[What you need to do] Starting with the line that holds "of the breaking", repeat each line through the last one below, exactly. Pictures stay out.

─── Dataset content

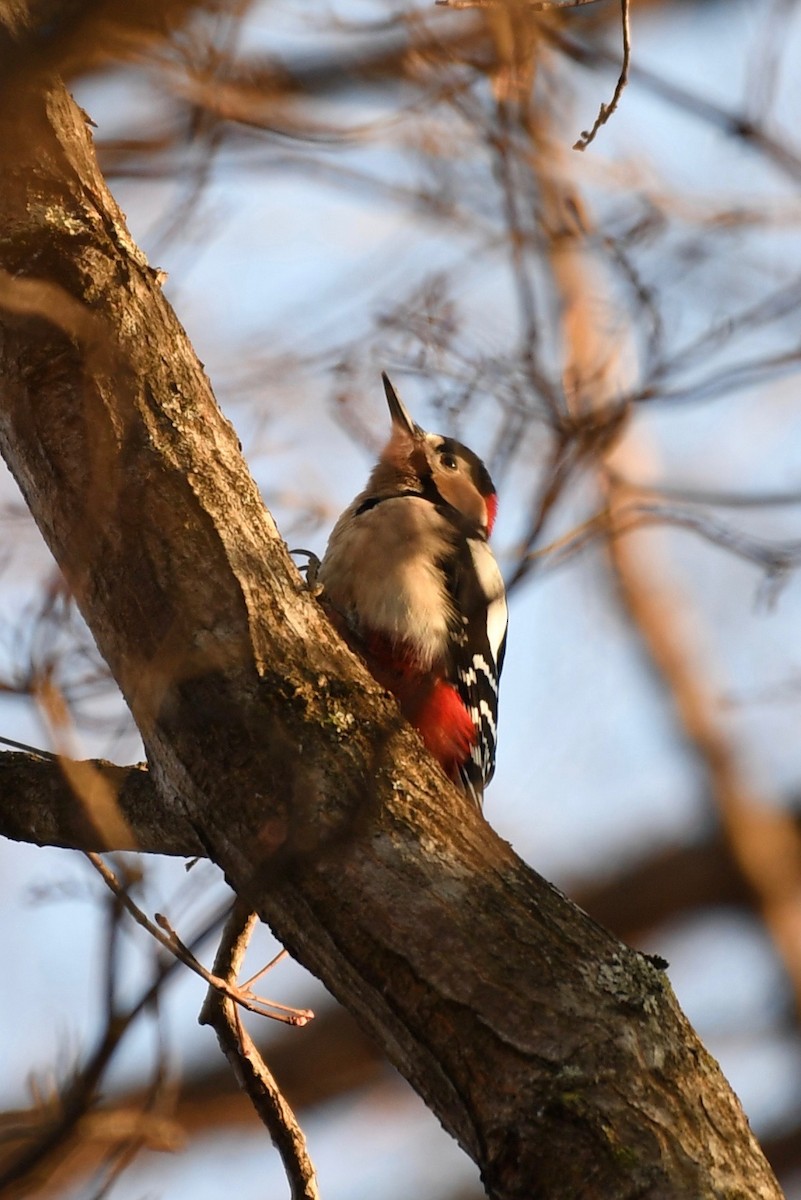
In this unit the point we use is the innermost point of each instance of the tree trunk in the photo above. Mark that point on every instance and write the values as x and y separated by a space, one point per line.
555 1055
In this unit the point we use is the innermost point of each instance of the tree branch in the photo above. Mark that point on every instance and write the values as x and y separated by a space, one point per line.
556 1056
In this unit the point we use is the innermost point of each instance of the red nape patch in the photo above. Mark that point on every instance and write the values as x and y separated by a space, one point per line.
492 511
445 726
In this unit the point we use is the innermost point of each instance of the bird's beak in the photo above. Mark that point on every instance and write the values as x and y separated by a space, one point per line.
398 413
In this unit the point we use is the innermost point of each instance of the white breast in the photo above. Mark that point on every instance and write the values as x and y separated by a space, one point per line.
380 573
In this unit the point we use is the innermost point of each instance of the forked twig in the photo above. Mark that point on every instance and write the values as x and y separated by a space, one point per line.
166 936
253 1073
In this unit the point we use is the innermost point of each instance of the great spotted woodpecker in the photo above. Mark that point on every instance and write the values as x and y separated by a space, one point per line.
411 583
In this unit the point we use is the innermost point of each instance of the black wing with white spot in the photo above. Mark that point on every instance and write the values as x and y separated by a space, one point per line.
477 658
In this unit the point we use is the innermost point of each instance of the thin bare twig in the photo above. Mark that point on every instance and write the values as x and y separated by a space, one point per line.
222 1014
606 111
166 936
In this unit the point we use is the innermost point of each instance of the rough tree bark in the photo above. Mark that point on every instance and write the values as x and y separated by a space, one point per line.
555 1055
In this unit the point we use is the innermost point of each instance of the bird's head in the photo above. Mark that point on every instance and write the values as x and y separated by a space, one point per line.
440 468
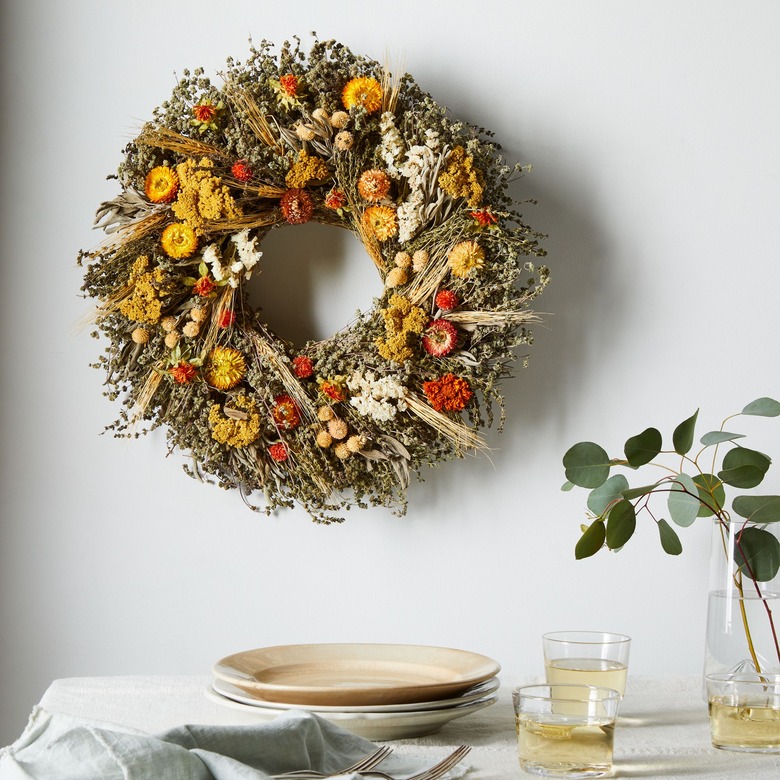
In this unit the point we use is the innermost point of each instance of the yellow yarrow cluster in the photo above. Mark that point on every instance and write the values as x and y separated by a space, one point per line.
306 169
202 196
235 432
461 179
144 304
403 323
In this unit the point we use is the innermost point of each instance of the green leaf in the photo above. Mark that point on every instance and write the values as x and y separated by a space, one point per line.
669 539
587 464
763 407
683 500
621 524
744 468
682 437
602 496
718 437
643 447
757 554
640 491
711 492
759 509
591 541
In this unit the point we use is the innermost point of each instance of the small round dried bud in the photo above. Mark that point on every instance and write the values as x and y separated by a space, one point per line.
337 428
396 277
191 329
172 339
356 443
304 132
340 119
403 259
324 439
420 259
342 451
344 141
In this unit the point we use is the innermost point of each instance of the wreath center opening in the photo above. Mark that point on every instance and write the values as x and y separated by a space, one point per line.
313 279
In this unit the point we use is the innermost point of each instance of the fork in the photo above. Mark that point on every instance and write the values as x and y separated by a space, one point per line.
432 773
365 763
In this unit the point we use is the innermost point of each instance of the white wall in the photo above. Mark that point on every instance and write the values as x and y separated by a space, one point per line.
653 128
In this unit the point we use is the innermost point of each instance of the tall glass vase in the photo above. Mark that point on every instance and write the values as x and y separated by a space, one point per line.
743 615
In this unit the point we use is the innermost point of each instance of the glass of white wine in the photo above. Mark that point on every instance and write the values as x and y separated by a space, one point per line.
587 658
745 712
565 730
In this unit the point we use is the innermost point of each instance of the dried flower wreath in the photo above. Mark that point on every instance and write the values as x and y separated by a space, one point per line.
288 138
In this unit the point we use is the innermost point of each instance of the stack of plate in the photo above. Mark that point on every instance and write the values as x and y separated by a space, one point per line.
378 691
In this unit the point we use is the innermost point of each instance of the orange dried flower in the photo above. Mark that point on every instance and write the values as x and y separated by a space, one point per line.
161 184
449 393
297 206
285 412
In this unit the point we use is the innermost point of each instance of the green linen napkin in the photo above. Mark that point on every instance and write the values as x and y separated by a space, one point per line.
62 747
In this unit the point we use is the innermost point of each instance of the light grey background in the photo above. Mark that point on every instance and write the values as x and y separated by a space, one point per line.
653 131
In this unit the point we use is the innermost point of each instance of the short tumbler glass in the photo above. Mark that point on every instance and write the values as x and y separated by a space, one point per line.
587 658
745 712
565 730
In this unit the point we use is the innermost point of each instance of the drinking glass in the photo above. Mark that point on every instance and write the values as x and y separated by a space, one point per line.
565 730
745 712
587 658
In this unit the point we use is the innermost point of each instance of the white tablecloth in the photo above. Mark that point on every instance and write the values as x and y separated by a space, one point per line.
662 729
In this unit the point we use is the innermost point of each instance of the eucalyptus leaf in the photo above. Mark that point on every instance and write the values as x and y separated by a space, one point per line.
591 541
763 407
643 447
759 509
757 554
621 524
669 540
602 496
683 501
587 464
744 468
711 494
682 438
718 437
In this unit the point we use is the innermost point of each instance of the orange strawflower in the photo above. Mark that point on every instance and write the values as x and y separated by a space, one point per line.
449 393
362 92
161 184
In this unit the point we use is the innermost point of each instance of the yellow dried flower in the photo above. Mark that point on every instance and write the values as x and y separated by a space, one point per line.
306 169
461 179
179 240
362 92
337 428
420 259
324 439
465 257
225 368
396 277
202 196
381 221
342 451
237 430
325 413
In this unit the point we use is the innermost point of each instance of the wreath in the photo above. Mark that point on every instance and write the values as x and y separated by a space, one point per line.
333 138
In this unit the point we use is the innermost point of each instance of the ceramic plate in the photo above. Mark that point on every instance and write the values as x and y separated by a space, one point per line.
376 726
231 691
338 675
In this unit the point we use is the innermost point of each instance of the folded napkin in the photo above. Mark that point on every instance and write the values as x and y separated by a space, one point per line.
62 747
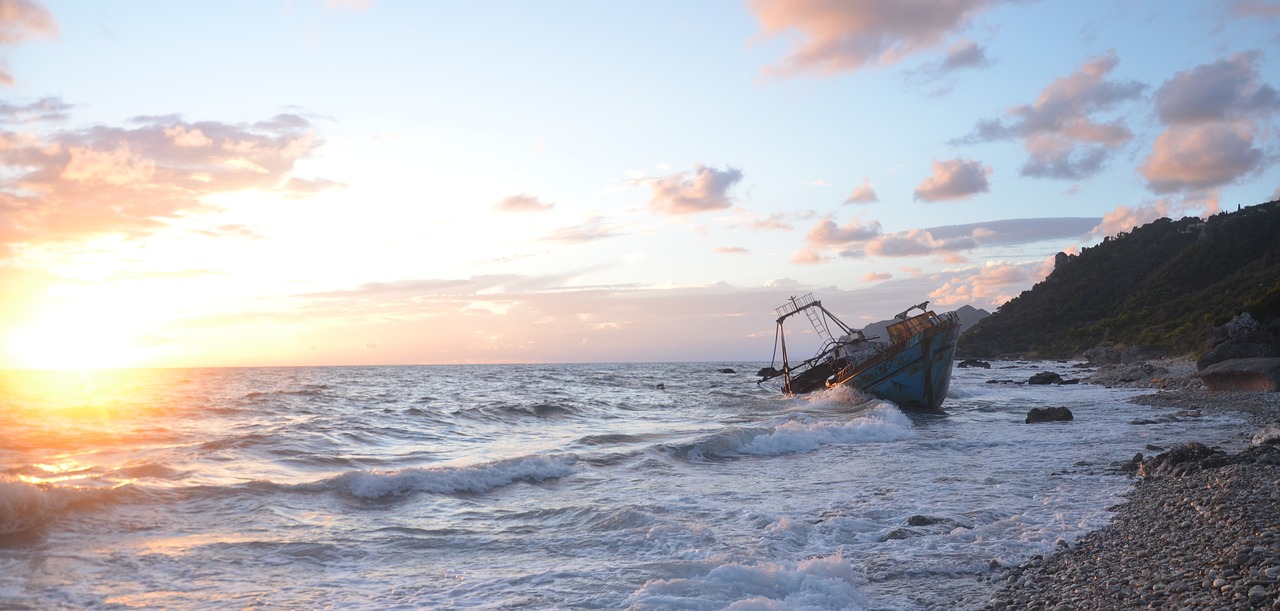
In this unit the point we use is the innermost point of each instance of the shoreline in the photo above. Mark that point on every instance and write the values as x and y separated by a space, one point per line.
1197 530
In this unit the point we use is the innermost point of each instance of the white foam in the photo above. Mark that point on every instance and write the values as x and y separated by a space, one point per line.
451 480
816 583
881 424
23 506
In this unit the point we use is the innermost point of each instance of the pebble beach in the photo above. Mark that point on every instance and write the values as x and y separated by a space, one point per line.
1201 528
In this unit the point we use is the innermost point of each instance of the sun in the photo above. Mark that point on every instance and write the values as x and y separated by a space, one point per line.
74 338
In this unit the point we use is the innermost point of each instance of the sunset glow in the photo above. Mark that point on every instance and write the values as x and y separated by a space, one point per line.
416 182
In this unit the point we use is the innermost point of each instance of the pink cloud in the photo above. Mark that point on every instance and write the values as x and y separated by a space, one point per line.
1200 156
1255 9
704 190
522 203
1125 218
1060 131
863 194
954 179
836 36
359 5
590 231
992 285
73 183
1229 89
824 233
807 256
21 21
1211 135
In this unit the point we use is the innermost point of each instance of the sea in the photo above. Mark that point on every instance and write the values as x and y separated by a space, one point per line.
670 486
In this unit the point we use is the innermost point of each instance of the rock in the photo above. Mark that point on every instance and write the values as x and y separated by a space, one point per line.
1243 374
899 533
1269 434
1048 415
1045 378
1242 337
1112 355
923 520
1179 461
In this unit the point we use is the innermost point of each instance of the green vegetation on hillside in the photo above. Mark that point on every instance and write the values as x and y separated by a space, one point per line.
1160 287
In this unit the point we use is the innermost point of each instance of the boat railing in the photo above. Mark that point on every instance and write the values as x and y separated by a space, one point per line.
794 305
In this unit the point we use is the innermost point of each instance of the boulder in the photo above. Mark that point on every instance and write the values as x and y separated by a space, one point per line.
1242 337
1269 434
1188 459
1045 378
1114 355
1048 415
1243 374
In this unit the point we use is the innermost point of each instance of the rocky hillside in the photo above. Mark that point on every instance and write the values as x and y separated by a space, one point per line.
1161 287
969 317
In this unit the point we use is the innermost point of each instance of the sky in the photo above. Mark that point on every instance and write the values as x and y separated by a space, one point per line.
374 182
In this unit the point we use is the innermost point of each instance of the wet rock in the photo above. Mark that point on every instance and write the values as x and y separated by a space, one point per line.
1048 415
1180 461
1045 378
1242 337
1269 434
1114 355
1243 374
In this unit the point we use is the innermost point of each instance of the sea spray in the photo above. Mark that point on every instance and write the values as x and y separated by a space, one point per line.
453 480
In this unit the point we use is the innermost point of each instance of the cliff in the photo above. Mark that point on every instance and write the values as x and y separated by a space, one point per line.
1160 287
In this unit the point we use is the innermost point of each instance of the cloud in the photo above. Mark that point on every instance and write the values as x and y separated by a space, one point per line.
917 242
1229 89
65 183
1255 9
991 285
359 5
1063 132
863 194
1212 113
1125 218
21 21
954 179
301 187
1010 232
703 190
824 233
590 231
938 77
48 109
807 256
522 204
836 37
1201 156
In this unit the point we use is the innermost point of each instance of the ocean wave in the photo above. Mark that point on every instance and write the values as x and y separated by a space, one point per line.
508 411
816 583
882 423
28 506
452 480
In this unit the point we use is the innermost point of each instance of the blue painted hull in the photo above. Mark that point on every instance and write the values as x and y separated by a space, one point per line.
913 374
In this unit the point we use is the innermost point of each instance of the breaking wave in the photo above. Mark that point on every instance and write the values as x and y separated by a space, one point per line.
452 480
882 423
816 583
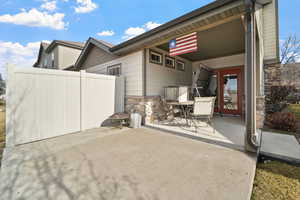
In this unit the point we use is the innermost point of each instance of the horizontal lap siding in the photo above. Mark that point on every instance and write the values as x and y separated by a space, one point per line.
160 76
132 65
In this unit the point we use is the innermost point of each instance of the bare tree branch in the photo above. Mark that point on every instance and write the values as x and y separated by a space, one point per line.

──────

[Full answer]
In this unit the point we use is the innermost point of each instance of the breaking wave in the photo above. Mark that point on every instance and write the values as x and y separated by a space, one point per line.
452 480
882 423
816 583
In this unit the point we use is the innermost point of each instance of the horizontal lap siding in the photo above. Mark that point on every instance and write the values as x and y separated by a space, one point per line.
160 76
132 65
In this unit the point we use is the innermost point of each instance of the bare tree branch in the photo above. Mark that point on every instance and write the values as x and y separated by a space, one point per line.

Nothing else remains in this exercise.